Exercise A.
Could you echo, word for word, the part of the post on food and eating between "I hate handling/cooking" and "then fry it!", inclusive?

Source extract.
━━━━━━━━━━━━━━━━━━━━━━━━━━━━━━
So those are the 5 biggest things on my manifesto of food and eating. There will be a few more posts coming in this series, on Starting Out in the Kitchen, on Equipment, and of course, some recipes. But this is a start, and it’s about time I got it out on “paper,” and shared it with the world. I wish you good eating, friends – sans fuss.

*Except Ramen Noodles, which are always on my shopping list. Ramen is my oldest comfort food and the biggest exception to my food snobbery. I eat between two and five packages a week. It is my dinner whenever I don’t have something to cook or don’t want to cook. And I love it, sodium and all. So there.

** This gets easier the more people you have: $100 a week for two people is easier than $50 for one, and $150 for three feels positively luxurious.

*** My staples are:

  • Wet: olive and vegetable oils, balsamic and rice-wine vinegars, soy sauce and oyster sauce
  • Dry: kosher salt, whole black pepper (for grinding), red pepper flake, flour, sugar, corn starch, baking soda and powder, some short pasta and some long pasta, rice, whole coffee beans
  • Perishable (non-refrigerated): lemons, potatoes, onions, garlic, shallots, fresh ginger root
  • In the refrigerator:: Helman’s mayonnaise, capers, anchovies, scallions, unsalted butter, hard cheese (pecorino romano, asiago, parmesan – not grated. Do that yourself.), organic whole milk, local organic eggs (Rhode Island has cheap local organic milk and eggs from Rhody Fresh and Little Rhody, respectively… if they weren’t so cheap, I’d probably relax about the quality a bit, I admit)
  • Ready to eat (more or less): Wallaby organic yogurt cups, Maruchan ramen noodles, frozen sweet baby peas, flour tortillas and cheddar and/or colby-jack cheese (for quesadillas).

I do not always have every single one of these in my kitchen, but I am very likely to have most of them, and when I run out of one, it goes straight back onto the shopping list.  In this way, there are several dishes that I am always ready to make – but that’s another post.

8 comments

  1. “Try things out and have no fear: the more I cook, the better I am at it. The less I cook, the more my skills get rusty.”

    The above line stuck out the most for me. I have fear in the kitchen. If I cook something once, and it’s terrible, I usually don’t make it again. I need to realize that one unsuccessful attempt does not mean I can’t do better the next time.

    I hate handling/cooking meat, so I usually don’t. What are some pasta/stir-fry recipes you like the most? I am a big veggie/pasta eater, so I feel like I just need a little more practice, especially at taking the foods I love and making them healthier. Living in South, we had lots of salt and butter to everything, then fry it!
━━━━━━━━━━━━━━━━━━━━━━━━━━━━━━
Supplied records.
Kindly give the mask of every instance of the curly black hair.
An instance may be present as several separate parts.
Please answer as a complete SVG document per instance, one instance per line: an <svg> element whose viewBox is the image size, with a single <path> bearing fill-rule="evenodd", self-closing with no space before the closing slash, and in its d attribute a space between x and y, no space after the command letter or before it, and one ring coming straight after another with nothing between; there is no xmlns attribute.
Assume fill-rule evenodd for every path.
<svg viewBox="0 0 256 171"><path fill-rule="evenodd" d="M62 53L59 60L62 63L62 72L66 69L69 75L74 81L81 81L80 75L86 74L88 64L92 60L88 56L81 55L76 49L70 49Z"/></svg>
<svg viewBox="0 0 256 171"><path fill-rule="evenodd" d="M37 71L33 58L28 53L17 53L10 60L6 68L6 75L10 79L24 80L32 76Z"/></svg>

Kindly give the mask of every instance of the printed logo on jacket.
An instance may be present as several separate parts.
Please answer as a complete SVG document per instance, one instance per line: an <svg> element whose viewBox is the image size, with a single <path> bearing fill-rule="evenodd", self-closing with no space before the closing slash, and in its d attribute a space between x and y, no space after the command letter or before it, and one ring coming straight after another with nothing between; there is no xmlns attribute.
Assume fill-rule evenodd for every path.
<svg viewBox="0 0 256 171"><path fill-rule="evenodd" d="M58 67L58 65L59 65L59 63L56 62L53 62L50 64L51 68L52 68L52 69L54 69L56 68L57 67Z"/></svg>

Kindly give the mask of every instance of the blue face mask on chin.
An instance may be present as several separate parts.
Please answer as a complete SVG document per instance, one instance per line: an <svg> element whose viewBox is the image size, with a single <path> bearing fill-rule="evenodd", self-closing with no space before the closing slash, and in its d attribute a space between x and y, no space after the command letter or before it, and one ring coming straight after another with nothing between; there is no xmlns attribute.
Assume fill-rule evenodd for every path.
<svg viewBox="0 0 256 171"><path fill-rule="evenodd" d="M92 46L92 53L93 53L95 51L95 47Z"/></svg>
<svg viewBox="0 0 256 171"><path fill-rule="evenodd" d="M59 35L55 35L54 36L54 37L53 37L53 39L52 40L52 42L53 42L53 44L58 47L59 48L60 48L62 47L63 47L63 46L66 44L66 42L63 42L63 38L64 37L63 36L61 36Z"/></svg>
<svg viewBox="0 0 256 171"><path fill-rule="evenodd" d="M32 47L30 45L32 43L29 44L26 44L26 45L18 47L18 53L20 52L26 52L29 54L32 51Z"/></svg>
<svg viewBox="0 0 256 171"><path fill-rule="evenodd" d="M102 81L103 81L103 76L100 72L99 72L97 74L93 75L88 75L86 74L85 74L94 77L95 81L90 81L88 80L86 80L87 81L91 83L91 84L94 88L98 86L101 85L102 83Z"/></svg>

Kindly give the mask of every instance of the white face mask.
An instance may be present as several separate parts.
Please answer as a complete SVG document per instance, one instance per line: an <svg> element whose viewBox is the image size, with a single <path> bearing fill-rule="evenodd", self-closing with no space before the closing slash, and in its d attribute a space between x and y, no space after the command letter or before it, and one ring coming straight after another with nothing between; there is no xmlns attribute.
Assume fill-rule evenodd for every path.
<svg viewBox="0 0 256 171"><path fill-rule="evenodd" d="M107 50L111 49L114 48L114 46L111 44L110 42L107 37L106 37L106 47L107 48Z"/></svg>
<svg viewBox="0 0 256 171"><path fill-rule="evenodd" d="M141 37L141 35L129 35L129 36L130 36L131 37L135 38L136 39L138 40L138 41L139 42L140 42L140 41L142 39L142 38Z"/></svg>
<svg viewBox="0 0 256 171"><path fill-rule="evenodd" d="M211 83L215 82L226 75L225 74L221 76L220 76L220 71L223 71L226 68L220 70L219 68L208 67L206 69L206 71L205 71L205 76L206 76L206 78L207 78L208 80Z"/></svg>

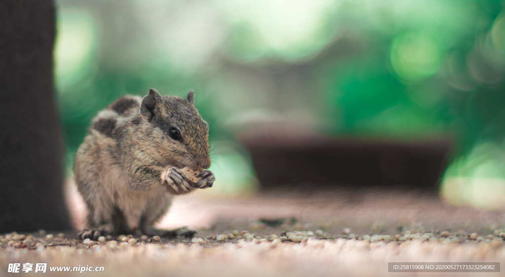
━━━━━━━━━━━━━━━━━━━━━━━━━━━━━━
Exercise B.
Which lines of the records contain the string "mask", with case counting? Pick out each of those lines and copy it.

Exercise response A.
I hate handling/cooking meat, so I usually don’t. What are some pasta/stir-fry recipes you like the most? I am a big veggie/pasta eater, so I feel like I just need a little more practice, especially at taking the foods I love and making them healthier. Living in South, we had lots of salt and butter to everything, then fry it!

Exercise response B.
Kindly give the mask of every instance of the curly black hair.
Kindly give the mask of every instance of the printed logo on jacket.
Kindly give the mask of every instance of the blue face mask on chin.
Kindly give the mask of every instance of the white face mask.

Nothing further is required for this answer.